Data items
⟨

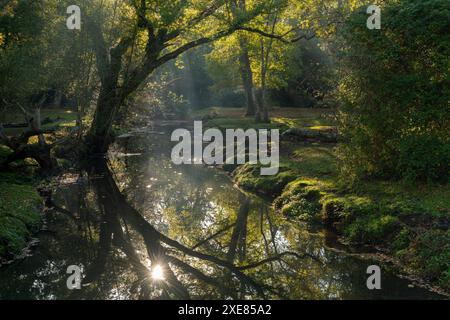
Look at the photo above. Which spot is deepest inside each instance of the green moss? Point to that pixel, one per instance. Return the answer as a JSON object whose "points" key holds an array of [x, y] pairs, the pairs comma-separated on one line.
{"points": [[19, 213], [249, 178], [4, 152]]}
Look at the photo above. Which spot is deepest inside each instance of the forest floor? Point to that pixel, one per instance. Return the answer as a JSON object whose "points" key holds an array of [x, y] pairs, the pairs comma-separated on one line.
{"points": [[408, 223], [20, 203]]}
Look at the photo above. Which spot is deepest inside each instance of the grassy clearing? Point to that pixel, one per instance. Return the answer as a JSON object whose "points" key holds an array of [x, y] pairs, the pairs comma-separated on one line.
{"points": [[410, 221], [19, 209], [281, 118], [19, 212]]}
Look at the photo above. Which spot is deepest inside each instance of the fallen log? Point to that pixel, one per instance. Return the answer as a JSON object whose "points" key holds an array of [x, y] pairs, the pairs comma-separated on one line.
{"points": [[298, 134]]}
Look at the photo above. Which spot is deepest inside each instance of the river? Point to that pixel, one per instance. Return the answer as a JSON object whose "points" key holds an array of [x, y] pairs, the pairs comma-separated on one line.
{"points": [[143, 228]]}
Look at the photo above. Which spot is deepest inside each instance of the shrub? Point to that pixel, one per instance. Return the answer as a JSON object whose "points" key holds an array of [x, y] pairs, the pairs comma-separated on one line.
{"points": [[395, 92]]}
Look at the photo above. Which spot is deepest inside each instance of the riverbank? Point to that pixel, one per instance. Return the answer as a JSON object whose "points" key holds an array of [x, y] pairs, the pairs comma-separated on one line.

⟩

[Written instruction]:
From the line that contains "of the forest" down to the last line of the listing above, repeat each line exactly, and include nothing else.

[Reply to the exercise]:
Look at the photo above. Which spot is deepest inside each instance of the forest floor? Point to that pixel, one per instance. Return the answer as a JSON object whose "points" key holds an array of [x, y] pairs, the pairs comma-separated on one line.
{"points": [[408, 223], [20, 203]]}
Look at the photo above. Which spot is deepest inside each instance of the grassy clearing? Point to that pixel, one per instance. Return the answer as a JSON object whose "points" key holds an array of [x, y] pairs, the pairs comma-separated on one line.
{"points": [[410, 221], [19, 209], [281, 118], [19, 212]]}
Look at the photo above. Which spot is deepest inside each instance of the fallen log? Point to that pixel, one per instance. Return the answer as a JSON object whose "points" key holds an array of [x, y] pairs, the pairs comma-separated on one line.
{"points": [[298, 134]]}
Look at the photo above. Which spot is deepest inside each instance of the river? Point to that pixel, one per instance. Return the answer as a JSON object whose "points" key holds an array of [x, y] pairs, the pairs comma-separated on one line.
{"points": [[143, 228]]}
Look at the photo above. Which spot is deepest inside each instance of the shrub? Point to that pixel, one per instance. Return the answer as a JSON object whose "points" key holds an array of [x, y] pairs, the pairs comma-separated on one line.
{"points": [[395, 92]]}
Look at the photo above. Which spot is deepest inside each instance of the riverbank? Point to that pixel, one per instance. Return the answer as a JSON object whose "points" key holds an array of [x, y] pairs, the pairs comma-separated on one line.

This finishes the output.